TASK DATA =
================

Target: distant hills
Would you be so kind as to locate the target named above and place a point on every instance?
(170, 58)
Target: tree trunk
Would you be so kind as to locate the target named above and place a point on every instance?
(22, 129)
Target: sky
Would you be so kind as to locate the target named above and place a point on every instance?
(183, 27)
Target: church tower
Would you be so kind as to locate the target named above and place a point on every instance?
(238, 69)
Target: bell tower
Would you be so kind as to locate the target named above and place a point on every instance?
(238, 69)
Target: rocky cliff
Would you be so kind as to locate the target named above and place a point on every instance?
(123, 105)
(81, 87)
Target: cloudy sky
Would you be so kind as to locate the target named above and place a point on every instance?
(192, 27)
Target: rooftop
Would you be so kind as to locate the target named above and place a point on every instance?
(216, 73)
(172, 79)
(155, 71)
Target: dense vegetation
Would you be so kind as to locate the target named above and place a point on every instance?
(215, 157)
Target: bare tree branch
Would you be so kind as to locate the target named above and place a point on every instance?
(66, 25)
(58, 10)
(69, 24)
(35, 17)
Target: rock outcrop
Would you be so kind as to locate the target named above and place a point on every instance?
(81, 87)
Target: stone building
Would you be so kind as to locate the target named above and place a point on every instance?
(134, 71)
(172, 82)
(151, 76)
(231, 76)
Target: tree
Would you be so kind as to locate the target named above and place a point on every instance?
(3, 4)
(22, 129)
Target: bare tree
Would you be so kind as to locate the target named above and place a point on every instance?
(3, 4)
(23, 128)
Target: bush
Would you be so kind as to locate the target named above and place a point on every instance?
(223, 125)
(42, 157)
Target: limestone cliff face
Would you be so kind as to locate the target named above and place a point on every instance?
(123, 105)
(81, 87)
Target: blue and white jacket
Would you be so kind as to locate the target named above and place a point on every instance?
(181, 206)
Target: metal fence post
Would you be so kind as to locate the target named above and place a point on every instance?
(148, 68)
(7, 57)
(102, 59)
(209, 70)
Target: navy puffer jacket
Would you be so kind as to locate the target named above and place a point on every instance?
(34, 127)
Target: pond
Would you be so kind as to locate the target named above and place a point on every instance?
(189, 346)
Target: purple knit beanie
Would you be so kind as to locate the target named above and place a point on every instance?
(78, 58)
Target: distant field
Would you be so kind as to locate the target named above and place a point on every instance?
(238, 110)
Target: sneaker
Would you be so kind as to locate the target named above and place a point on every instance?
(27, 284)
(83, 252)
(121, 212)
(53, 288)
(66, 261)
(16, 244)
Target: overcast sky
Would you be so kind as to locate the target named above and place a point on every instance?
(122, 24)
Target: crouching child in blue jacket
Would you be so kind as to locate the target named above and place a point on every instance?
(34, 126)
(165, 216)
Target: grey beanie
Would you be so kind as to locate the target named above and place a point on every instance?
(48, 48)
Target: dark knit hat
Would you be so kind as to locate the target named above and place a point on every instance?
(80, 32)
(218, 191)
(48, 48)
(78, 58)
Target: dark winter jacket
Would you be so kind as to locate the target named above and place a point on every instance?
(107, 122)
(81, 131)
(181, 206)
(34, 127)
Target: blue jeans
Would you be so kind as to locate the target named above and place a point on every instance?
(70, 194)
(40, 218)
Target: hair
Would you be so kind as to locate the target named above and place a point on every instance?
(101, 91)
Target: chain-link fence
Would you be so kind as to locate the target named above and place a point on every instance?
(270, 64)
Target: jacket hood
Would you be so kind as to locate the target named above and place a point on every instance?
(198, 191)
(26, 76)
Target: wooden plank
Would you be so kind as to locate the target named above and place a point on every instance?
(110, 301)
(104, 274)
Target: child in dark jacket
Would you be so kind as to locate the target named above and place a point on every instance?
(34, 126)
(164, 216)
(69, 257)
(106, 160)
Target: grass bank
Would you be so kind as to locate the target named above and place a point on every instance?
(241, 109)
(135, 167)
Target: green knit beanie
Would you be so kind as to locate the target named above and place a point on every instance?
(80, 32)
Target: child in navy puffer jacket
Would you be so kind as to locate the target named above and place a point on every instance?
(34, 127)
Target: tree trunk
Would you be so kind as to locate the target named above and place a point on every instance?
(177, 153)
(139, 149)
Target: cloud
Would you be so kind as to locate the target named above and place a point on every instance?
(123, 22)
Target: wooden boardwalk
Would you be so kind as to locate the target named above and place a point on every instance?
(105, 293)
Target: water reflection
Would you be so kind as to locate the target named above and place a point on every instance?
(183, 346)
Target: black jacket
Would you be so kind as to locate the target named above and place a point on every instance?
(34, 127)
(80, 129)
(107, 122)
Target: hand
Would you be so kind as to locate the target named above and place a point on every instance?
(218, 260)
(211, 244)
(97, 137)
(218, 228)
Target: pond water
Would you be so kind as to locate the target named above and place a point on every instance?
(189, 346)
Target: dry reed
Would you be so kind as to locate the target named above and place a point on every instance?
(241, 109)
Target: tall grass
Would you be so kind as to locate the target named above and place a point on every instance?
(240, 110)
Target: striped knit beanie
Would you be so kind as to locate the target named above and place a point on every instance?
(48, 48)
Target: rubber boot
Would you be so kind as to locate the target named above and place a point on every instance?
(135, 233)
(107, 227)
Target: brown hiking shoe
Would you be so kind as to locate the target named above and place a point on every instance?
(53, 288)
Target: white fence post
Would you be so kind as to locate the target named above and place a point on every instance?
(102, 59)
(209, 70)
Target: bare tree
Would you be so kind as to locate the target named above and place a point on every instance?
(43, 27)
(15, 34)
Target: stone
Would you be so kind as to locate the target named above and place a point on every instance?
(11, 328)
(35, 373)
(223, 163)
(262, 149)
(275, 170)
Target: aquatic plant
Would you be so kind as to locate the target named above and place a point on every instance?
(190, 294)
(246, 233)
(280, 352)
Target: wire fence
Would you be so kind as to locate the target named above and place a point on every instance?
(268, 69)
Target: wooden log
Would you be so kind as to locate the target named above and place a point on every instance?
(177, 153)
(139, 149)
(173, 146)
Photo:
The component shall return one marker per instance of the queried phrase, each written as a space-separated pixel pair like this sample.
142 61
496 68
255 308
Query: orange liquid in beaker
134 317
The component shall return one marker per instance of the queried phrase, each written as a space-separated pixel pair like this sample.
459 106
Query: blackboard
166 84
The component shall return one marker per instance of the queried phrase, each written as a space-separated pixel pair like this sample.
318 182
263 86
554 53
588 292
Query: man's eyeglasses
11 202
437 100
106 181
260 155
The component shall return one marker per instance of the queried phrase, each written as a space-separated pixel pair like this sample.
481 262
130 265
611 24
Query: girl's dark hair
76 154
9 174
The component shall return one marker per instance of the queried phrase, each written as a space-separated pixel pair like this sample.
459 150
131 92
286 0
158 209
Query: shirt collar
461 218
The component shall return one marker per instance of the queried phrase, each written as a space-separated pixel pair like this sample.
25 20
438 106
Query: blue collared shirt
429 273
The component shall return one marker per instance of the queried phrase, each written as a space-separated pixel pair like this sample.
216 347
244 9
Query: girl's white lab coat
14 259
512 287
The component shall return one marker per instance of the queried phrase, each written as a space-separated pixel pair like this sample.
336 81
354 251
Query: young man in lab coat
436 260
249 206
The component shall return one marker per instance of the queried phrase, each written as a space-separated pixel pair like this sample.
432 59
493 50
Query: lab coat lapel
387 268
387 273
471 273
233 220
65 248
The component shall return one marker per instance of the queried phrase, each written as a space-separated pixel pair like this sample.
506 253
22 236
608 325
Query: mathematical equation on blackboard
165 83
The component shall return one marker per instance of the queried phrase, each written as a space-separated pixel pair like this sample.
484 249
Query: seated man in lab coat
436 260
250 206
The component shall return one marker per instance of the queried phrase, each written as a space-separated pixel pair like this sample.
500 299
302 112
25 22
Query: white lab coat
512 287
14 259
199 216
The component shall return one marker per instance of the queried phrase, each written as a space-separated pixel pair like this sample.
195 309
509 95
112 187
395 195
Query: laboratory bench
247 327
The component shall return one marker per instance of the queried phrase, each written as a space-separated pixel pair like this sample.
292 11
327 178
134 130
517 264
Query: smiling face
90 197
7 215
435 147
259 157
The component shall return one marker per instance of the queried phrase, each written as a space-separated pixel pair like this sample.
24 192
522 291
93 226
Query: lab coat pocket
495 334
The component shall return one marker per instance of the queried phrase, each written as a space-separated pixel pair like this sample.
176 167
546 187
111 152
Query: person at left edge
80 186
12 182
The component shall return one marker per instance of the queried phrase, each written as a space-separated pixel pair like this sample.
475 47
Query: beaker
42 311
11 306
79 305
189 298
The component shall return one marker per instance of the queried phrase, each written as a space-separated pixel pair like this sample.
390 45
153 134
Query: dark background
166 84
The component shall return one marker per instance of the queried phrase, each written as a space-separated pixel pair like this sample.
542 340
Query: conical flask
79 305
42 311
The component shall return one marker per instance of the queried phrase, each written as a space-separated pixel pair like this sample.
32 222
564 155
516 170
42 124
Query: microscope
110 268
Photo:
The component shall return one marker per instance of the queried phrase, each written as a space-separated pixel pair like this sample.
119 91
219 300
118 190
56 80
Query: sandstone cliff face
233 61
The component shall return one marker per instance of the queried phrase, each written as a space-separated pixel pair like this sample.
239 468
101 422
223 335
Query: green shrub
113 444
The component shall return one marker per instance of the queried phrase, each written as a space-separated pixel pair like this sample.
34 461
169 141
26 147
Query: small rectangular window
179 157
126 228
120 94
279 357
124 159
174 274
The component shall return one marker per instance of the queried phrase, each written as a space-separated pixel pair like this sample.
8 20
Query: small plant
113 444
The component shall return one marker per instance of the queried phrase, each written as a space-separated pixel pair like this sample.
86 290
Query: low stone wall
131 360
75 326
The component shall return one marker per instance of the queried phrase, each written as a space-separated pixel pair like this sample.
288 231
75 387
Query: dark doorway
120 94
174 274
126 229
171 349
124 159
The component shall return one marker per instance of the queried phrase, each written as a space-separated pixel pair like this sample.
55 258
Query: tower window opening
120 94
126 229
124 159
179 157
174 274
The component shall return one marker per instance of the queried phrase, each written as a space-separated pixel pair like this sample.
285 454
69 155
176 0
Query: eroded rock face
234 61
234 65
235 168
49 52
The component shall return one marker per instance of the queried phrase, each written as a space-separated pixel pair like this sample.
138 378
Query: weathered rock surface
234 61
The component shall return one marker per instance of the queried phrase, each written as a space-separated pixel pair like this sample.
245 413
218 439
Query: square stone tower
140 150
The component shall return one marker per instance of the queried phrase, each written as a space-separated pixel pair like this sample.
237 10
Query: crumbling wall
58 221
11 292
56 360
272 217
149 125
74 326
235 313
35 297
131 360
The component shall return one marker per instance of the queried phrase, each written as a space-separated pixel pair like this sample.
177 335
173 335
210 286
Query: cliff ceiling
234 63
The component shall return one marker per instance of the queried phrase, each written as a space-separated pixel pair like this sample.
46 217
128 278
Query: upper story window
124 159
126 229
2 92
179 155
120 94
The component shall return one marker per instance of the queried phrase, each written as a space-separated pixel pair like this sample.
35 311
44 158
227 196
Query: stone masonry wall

================

Scan the data for lines with the word "wooden". Report only how many there are.

3